Text section:
= = = =
My first aha ✨ moment: the better our app was designed, the less customer support I would have to do.

Then everything shifted: Return Magic was acquired by Shopify. While I continued growing in my work, I was given the new formal title of UX designer. At first glance, UX design and customer support look like very distinct roles, and I often get asked how this big transition went.

The reality is, customer support and UX design have a lot of overlap. The context I built for users in my customer support role was foundational to my understanding of design and is an integral part of my design approach today. There’s nothing like customer support — being confronted with all the shortcomings of your product every. single. day — to help build empathy for users and become a passionate advocate for them. Imagine having to answer the same question 2, 10, 20+ times a day because a feature was not built to fit your user’s real life. I can guarantee that you’d be itching for a redesign, and you’d know exactly why and how to change things.

The funny thing is, with rich user empathy and deep product knowledge, both roles felt so linked that I didn’t really perceive it as a transition at all.

Christmas 2017 at Return Magic (with our new shirts 🐰).

Same…

Both UX designers and customer support agents have the same overarching goal for their work: solving user problems. To achieve this goal, both have the same starting point: understanding users, their context, and their needs.

… but different?

Support agents spend most of their time answering users’ questions and concerns, so they have a constant line of contact. Designers don’t usually have direct contact with users, so they need to work extra hard by connecting with other disciplines like user research, market research, and data analysis to inform their work and advocate for the best user experience within their teams.

While both care about solving people’s problems, a significant difference in the two roles is how they solve those problems.

Support: solving user problems NOW

Customer support agents solve user pains in an immediate way. Users call or write with a very specific issue that they’re having, and agents like me are expected to solve it then and there. That means I needed to master the platform I was supporting — in my case, Return Magic. I needed to understand how people used its features, the edge cases and their workarounds, what worked well, and what didn’t. All of that information helped put any support request in context, and means I ended up learning a lot about how humans interact with software on top of understanding returns from all angles. I never did customer support for Shopify, but it is a very complex platform. Shopify agents need to be subject matter experts across all the specific needs that touch commerce, including designing an online store, fulfilling and shipping orders, creating effective marketing, and much, much more. Considering these different areas vary tremendously from business to business, the amount of knowledge that Shopify support agents amass over a very short period of time is mind-blowing. They hold critical context around how well our platform is doing in terms of usability and its feature-set.
= = = =
Data records:
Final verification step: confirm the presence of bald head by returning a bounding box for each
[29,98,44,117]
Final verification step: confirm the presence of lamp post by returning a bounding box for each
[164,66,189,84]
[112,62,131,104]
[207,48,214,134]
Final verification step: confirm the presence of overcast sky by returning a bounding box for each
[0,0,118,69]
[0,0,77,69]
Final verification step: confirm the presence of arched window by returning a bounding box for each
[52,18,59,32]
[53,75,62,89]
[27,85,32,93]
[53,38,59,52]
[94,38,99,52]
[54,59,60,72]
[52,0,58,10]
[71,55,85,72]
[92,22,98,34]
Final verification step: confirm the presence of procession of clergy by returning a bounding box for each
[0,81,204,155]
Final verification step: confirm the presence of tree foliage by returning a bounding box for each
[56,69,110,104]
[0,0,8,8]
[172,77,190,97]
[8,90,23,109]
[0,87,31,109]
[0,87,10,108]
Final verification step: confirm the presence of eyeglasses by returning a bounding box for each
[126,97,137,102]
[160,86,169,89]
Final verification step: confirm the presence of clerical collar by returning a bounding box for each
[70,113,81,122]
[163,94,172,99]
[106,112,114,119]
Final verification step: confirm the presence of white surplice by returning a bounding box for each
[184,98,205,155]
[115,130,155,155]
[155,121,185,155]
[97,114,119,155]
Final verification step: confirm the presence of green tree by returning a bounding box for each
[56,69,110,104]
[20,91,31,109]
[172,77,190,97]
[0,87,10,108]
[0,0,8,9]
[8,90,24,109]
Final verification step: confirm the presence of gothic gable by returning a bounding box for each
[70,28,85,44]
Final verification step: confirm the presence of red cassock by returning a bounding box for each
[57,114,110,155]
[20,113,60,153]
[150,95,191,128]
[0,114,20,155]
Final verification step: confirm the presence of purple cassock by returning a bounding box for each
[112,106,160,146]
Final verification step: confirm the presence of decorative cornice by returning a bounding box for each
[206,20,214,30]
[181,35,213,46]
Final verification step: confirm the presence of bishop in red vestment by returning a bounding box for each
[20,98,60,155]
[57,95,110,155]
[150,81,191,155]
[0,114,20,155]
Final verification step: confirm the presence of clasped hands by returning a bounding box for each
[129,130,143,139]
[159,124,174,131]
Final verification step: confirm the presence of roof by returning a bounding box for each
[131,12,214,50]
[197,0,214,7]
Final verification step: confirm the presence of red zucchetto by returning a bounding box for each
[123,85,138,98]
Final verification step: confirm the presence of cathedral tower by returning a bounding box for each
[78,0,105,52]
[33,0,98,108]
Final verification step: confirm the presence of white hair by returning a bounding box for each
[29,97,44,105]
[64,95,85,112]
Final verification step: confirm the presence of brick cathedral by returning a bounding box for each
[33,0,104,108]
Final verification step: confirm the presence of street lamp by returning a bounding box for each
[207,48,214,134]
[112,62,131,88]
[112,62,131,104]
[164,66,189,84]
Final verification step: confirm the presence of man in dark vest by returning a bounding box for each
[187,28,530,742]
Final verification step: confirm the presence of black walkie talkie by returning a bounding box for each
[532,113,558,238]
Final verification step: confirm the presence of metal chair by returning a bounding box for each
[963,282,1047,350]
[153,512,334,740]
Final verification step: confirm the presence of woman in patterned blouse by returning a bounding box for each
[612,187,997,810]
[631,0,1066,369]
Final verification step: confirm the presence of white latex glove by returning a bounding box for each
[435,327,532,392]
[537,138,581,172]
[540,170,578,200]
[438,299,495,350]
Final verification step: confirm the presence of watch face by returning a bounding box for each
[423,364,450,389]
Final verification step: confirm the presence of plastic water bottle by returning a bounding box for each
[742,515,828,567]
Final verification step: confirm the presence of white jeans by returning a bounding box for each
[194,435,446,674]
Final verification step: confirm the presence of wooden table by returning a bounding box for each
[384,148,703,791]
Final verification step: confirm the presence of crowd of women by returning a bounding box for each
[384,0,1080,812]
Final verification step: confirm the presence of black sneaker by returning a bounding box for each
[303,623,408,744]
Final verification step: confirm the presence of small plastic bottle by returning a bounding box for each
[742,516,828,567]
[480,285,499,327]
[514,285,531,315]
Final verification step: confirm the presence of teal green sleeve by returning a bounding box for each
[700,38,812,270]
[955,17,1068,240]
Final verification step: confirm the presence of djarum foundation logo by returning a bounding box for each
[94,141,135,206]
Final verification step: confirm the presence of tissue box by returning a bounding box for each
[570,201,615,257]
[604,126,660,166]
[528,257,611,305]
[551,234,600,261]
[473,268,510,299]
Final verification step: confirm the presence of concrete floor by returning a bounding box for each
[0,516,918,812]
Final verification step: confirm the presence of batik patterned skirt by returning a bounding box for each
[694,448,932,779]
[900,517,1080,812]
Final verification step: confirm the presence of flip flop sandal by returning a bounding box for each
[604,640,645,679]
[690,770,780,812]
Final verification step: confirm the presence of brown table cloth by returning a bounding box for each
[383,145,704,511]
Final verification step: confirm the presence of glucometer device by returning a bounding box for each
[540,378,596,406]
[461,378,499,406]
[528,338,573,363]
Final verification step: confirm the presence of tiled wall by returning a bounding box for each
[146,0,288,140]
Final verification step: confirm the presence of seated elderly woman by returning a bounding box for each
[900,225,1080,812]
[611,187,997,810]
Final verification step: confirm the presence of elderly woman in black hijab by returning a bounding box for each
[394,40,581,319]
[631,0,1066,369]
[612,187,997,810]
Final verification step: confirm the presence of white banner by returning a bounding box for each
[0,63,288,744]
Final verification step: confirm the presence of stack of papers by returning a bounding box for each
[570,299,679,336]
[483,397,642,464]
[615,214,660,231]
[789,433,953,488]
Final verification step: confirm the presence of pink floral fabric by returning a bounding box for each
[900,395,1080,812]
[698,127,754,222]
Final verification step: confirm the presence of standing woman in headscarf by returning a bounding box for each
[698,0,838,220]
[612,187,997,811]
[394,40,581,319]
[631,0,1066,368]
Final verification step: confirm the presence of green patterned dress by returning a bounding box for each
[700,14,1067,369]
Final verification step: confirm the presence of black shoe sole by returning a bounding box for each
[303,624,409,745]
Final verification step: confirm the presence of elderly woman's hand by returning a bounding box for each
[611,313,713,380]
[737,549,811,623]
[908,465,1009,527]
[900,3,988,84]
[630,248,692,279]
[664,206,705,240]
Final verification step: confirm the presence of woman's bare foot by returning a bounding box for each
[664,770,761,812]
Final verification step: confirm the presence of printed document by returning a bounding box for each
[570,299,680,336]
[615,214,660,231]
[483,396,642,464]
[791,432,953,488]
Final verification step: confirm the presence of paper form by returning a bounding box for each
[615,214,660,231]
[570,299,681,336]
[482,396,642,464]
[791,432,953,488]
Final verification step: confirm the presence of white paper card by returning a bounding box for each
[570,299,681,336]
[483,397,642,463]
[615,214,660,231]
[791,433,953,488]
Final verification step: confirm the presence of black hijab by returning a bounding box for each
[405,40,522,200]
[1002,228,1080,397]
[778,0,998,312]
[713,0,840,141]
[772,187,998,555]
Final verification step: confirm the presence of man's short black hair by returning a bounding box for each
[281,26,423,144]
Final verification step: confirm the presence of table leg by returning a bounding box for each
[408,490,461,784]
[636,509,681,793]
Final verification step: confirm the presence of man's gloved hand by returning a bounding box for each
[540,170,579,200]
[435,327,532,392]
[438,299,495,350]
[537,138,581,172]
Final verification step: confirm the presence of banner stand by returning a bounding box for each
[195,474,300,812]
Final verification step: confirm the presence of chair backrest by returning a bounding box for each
= = = =
Goals:
1. Rewrite the paragraph of the customer support and UX design essay that begins "The reality is, customer support and UX design" so it is shorter but keeps its main facts.
2. In the customer support and UX design essay, transcribe the words from "Christmas 2017 at" up to and including "within their teams.".
3. Go on with the essay about customer support and UX design, starting after its last sentence.

Expected responses:
1. Customer support and UX design overlap a lot. What the writer learned about users while doing support became the base of their design work and still shapes it today. Facing a product's flaws every day builds empathy for users and makes you a strong advocate for them. If you answer the same question 2, 10, 20+ times a day because a feature doesn't fit users' real lives, you'll want a redesign and know exactly why and how to make it.

2.
Christmas 2017 at Return Magic (with our new shirts 🐰).

Same…

Both UX designers and customer support agents have the same overarching goal for their work: solving user problems. To achieve this goal, both have the same starting point: understanding users, their context, and their needs.

… but different?

Support agents spend most of their time answering users’ questions and concerns, so they have a constant line of contact. Designers don’t usually have direct contact with users, so they need to work extra hard by connecting with other disciplines like user research, market research, and data analysis to inform their work and advocate for the best user experience within their teams.

3.
Designers: anticipating and solving user problems long-term

UX designers, on the other hand, solve long-term user problems. By “long-term” I mean that once a solution or feature is built and released, if it is designed well, it should solve that problem until it shifts enough for features to be added, removed, or tweaked. To build these long-term solutions, designers need to have an in-depth understanding of how users interact with the product they’re building. Higher-level, this means having some understanding of how humans interact with software in general and underlying principles (which my role in support taught me!). More practically, UX designers need a really deep knowledge of the industry they design for and their users’ everyday workflows so that they can create considerate experiences. As I’ve learned at Return Magic, software that does not align with what the user needs to get done in real life will create more issues than it will solve, and will ultimately not be used (yes, we’re building software, but our users are just looking for a solution). As a UX designer, I get to create more long-term solutions to problems, which means I also often have a better idea of where our product is going due to the more strategic nature of my new role.

What that looks like IRL

My area of expertise is returns, with a focus on the online experience. I’ve learned in the past that knowing the different steps of processing a return isn’t enough to really understand what’s happening. For buyers, returns can be time- and energy-consuming (“How do I ask for a return?”, “Do I still have the box it came with?”, “Can someone from the post office come pick this up for me?”, “Do I need to pay for the shipping?”, “When am I getting my money back?”). For merchants, returns are costly and the reverse logistics are complex (“Can I afford to offer free returns?”, “Should I take the risk to refund before receiving the package back?”, “Can I resell these items now that the holiday season has passed?”).

This emotional component of returns is actually a huge piece that both designers and support agents need to understand to create experiences appropriate to their users’ context. As an agent, I made sure to reassure a merchant that the refund was indeed issued on the right credit card, and as a designer, I create a flow with enough notifications built-in so that the buyer feels at ease while waiting for their refund.

The emotional component of returns is actually a huge piece that both designers and support agents need to understand.

Bringing them together

Customer support agents solve immediate issues by educating users about the platform, and, through a virtuous cycle, they amass a deep understanding of current usability. Designers use this vital context to create long-term solutions and use it as one of the inputs of more strategic conversations. Both customer support agents and UX designers need to have a deep understanding of the workflows of their users to come up with solutions that not only get the job done and fit into their day-to-day, but also anticipate and prepare for needs and issues to come. Despite some differences, both roles feed into each other.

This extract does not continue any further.